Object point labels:
******************************

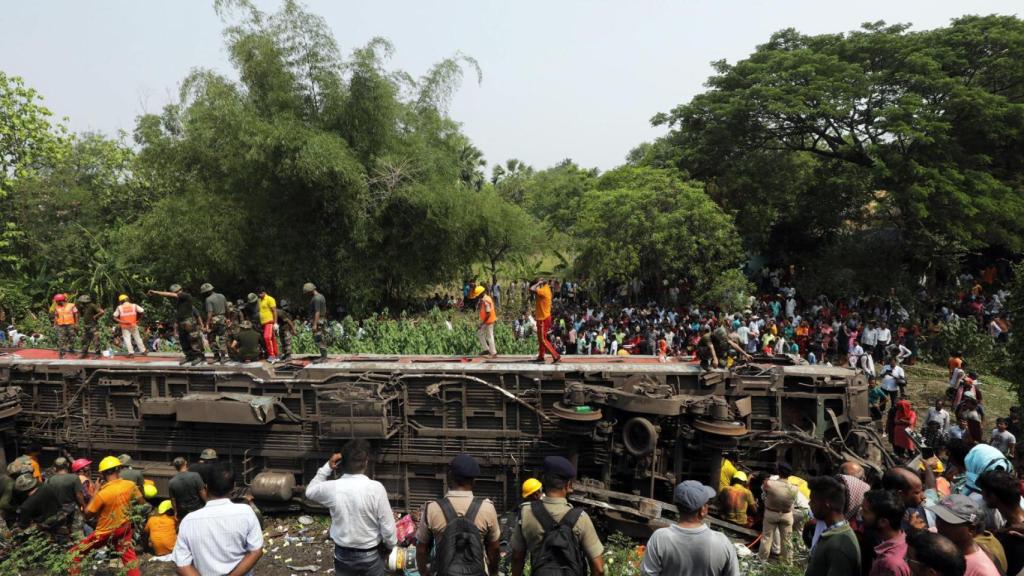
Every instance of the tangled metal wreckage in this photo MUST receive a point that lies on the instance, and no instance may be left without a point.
(635, 426)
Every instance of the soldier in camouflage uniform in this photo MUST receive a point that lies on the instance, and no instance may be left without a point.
(188, 322)
(317, 319)
(287, 329)
(65, 322)
(89, 314)
(233, 327)
(216, 321)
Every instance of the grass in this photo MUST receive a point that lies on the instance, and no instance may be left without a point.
(926, 382)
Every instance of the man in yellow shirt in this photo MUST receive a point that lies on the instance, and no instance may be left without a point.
(111, 509)
(161, 529)
(268, 320)
(542, 314)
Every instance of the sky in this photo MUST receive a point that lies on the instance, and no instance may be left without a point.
(576, 79)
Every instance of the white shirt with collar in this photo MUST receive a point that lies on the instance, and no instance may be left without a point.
(360, 512)
(216, 537)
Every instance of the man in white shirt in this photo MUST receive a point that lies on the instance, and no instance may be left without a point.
(361, 522)
(221, 537)
(892, 376)
(883, 338)
(938, 414)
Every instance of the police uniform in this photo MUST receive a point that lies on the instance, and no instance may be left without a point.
(529, 533)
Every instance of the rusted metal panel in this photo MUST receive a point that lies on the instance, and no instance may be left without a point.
(508, 412)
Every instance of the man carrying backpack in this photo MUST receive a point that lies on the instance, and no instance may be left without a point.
(461, 529)
(689, 547)
(561, 539)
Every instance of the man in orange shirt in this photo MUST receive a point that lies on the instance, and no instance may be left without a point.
(65, 321)
(111, 508)
(542, 314)
(485, 332)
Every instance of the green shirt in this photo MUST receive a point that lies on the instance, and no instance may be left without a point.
(838, 553)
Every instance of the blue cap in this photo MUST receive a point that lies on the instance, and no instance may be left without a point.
(465, 465)
(690, 495)
(560, 466)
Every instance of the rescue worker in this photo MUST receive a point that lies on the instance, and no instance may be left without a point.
(112, 510)
(130, 474)
(127, 316)
(542, 314)
(161, 530)
(458, 502)
(6, 497)
(317, 319)
(488, 316)
(268, 323)
(246, 343)
(527, 536)
(65, 321)
(216, 321)
(81, 467)
(736, 499)
(287, 330)
(531, 490)
(89, 314)
(187, 321)
(31, 457)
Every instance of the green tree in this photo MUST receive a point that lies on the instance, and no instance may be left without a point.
(650, 224)
(29, 140)
(915, 131)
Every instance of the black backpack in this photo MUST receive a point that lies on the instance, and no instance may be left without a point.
(560, 553)
(461, 549)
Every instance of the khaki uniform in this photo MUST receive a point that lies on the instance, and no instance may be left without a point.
(779, 498)
(528, 533)
(432, 526)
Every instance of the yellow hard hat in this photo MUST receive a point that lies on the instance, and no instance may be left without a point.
(109, 463)
(530, 486)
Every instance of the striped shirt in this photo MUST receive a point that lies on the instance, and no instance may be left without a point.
(216, 537)
(360, 512)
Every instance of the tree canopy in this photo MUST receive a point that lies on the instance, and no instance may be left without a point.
(812, 136)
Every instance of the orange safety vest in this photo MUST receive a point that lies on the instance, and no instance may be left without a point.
(485, 316)
(66, 314)
(127, 315)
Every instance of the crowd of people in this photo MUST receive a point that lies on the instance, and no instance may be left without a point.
(254, 328)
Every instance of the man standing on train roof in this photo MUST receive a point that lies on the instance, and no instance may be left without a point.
(216, 321)
(188, 324)
(317, 319)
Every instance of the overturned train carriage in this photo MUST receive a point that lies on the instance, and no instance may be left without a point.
(635, 426)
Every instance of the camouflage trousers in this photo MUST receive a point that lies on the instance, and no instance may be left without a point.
(286, 342)
(90, 338)
(66, 337)
(218, 335)
(190, 338)
(320, 336)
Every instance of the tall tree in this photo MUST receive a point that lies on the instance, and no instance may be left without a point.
(919, 131)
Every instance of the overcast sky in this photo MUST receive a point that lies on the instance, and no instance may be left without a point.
(561, 79)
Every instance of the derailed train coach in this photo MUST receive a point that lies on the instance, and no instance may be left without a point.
(635, 426)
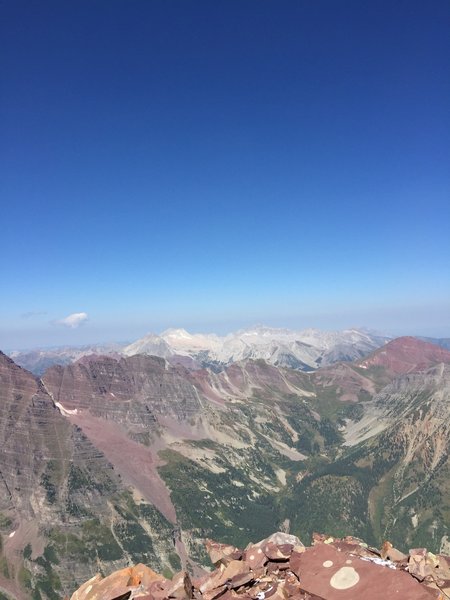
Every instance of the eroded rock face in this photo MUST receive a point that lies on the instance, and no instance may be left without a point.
(128, 390)
(281, 567)
(63, 508)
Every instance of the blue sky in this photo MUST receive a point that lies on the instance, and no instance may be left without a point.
(215, 164)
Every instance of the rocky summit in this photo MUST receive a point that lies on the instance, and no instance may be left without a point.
(280, 567)
(118, 460)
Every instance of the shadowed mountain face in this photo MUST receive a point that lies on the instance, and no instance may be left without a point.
(110, 460)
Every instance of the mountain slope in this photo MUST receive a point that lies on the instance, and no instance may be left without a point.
(61, 501)
(304, 350)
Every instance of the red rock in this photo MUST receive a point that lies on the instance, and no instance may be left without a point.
(254, 556)
(222, 553)
(333, 575)
(181, 587)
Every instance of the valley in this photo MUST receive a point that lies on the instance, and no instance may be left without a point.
(115, 459)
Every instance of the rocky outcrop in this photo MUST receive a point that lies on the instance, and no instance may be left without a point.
(281, 567)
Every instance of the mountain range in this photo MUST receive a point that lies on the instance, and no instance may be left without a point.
(305, 350)
(119, 459)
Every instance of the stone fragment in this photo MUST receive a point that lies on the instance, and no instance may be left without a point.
(181, 587)
(279, 538)
(214, 593)
(222, 553)
(241, 579)
(277, 552)
(388, 551)
(254, 556)
(117, 584)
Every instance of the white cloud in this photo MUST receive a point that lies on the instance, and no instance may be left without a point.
(74, 320)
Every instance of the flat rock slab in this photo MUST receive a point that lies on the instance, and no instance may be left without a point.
(336, 575)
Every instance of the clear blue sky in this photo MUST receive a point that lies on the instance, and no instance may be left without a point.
(212, 164)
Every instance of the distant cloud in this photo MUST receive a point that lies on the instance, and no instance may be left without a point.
(74, 320)
(29, 315)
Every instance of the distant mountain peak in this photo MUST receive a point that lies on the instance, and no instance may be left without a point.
(406, 354)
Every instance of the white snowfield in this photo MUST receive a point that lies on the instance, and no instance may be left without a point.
(308, 349)
(66, 412)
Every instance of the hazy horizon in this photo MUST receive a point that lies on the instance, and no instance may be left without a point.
(211, 166)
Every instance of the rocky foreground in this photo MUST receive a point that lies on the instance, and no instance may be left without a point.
(281, 567)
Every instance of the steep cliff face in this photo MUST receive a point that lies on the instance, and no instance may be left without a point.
(110, 460)
(393, 482)
(62, 504)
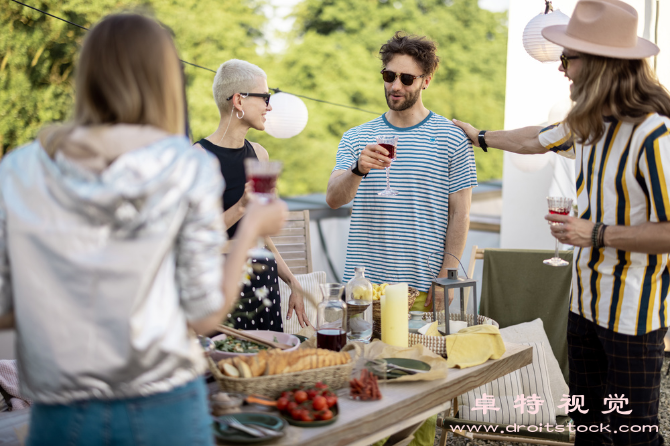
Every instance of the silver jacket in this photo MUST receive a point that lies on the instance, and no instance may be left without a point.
(103, 270)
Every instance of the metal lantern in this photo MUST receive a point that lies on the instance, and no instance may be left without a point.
(535, 44)
(452, 281)
(288, 116)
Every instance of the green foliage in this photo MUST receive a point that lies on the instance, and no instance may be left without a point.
(332, 55)
(37, 55)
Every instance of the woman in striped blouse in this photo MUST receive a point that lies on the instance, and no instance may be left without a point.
(618, 133)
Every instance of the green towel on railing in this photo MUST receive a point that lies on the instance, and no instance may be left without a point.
(517, 287)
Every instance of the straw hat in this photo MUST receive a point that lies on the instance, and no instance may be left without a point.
(602, 28)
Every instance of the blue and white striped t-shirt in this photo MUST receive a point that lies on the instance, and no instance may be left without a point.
(392, 237)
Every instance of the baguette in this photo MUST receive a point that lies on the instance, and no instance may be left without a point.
(229, 370)
(278, 362)
(242, 367)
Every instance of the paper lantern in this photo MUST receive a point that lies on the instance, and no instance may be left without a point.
(288, 116)
(537, 46)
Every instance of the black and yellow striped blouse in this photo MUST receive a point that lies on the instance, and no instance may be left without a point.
(621, 180)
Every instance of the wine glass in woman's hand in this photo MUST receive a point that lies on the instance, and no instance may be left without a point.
(560, 206)
(263, 178)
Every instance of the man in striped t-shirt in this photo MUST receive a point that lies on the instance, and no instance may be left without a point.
(618, 133)
(402, 238)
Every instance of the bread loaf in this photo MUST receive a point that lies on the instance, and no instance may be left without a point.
(277, 362)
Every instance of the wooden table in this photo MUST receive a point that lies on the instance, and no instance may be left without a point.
(404, 405)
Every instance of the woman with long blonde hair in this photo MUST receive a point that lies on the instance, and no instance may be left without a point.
(110, 252)
(618, 132)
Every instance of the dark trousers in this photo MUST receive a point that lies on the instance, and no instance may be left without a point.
(605, 364)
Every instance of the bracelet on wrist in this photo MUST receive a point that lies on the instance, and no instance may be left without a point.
(601, 236)
(594, 235)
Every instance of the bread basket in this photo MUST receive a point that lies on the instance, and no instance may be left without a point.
(436, 344)
(336, 377)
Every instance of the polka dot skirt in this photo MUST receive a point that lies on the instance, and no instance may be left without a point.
(250, 312)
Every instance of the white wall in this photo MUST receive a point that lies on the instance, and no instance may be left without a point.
(533, 88)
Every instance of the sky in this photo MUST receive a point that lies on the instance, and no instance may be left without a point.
(278, 10)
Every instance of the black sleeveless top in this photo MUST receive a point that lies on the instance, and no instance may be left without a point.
(232, 169)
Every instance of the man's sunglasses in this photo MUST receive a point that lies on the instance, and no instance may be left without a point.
(265, 96)
(565, 60)
(406, 79)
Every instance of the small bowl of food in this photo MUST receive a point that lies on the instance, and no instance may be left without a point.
(228, 346)
(224, 402)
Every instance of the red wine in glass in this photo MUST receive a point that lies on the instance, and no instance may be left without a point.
(263, 184)
(558, 206)
(391, 149)
(331, 339)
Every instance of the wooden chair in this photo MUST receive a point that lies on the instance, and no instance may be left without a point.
(293, 243)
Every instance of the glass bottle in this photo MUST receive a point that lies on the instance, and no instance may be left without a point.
(359, 304)
(331, 318)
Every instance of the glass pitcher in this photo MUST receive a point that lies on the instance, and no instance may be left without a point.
(359, 307)
(331, 318)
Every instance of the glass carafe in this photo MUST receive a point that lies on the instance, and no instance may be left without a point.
(359, 307)
(331, 318)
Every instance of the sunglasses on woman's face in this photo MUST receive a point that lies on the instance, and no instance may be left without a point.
(565, 60)
(265, 96)
(406, 79)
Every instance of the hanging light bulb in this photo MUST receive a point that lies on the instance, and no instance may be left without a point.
(288, 116)
(537, 46)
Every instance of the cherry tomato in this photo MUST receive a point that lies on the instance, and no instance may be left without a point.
(282, 403)
(320, 403)
(306, 416)
(300, 396)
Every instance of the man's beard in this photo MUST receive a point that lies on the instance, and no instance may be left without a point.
(409, 101)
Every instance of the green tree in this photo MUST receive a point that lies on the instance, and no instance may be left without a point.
(333, 55)
(37, 55)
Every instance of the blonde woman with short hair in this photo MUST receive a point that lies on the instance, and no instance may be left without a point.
(241, 93)
(110, 242)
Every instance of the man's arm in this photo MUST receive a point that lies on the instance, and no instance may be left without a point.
(457, 235)
(343, 184)
(524, 140)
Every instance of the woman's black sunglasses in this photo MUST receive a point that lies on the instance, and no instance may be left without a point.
(565, 60)
(406, 79)
(265, 96)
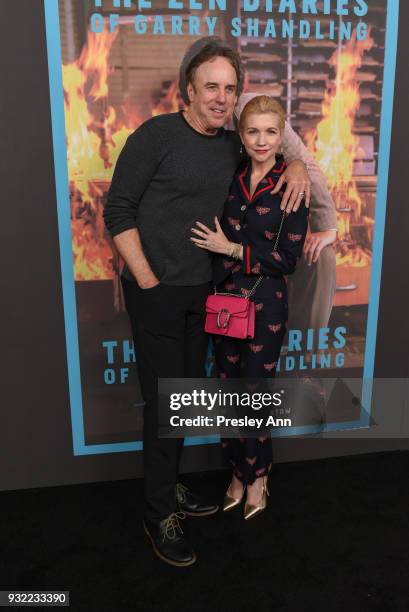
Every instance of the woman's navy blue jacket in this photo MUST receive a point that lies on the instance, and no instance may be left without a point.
(254, 223)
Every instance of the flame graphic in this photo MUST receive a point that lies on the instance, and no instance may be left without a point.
(335, 145)
(95, 137)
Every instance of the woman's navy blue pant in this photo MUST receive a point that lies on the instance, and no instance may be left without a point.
(254, 358)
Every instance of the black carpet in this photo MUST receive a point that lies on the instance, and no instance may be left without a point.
(335, 537)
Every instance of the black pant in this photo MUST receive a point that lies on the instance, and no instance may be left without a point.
(168, 332)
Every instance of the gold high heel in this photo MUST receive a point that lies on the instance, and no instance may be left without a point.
(249, 510)
(231, 502)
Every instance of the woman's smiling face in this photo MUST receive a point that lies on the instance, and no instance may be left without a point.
(261, 136)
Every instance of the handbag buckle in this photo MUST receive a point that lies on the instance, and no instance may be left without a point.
(225, 323)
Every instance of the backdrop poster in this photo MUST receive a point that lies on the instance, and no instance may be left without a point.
(113, 64)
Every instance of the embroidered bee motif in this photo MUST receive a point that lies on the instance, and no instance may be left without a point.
(269, 366)
(232, 221)
(294, 237)
(270, 235)
(256, 348)
(233, 358)
(275, 328)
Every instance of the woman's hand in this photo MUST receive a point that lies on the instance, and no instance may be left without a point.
(216, 242)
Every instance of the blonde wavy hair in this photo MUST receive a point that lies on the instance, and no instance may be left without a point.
(262, 105)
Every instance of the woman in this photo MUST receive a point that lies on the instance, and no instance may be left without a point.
(244, 242)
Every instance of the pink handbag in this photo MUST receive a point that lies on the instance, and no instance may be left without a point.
(233, 315)
(230, 315)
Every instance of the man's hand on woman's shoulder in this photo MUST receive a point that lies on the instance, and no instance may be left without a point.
(298, 186)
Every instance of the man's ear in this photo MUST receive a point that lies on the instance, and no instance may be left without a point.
(190, 90)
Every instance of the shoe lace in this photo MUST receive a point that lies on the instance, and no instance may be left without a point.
(181, 491)
(171, 525)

******************************

Problem:
Exactly and only the lines from the one containing "Every instance of the man's hand" through the end of the material are to be reproduced, both ends included.

Complete output:
Every instance of the man's hand on woman's shoulder in this photo MUST receive a point that lies on the instance, and no instance may be left without a point.
(298, 186)
Every instance of the man's ear in this photo MUST receive a point that lies on the instance, and no instance may be left without a point.
(190, 90)
Every instance of the shoe lace in this photo MUST receive a point that lies on the instance, and no instance may be left without a point.
(181, 491)
(171, 525)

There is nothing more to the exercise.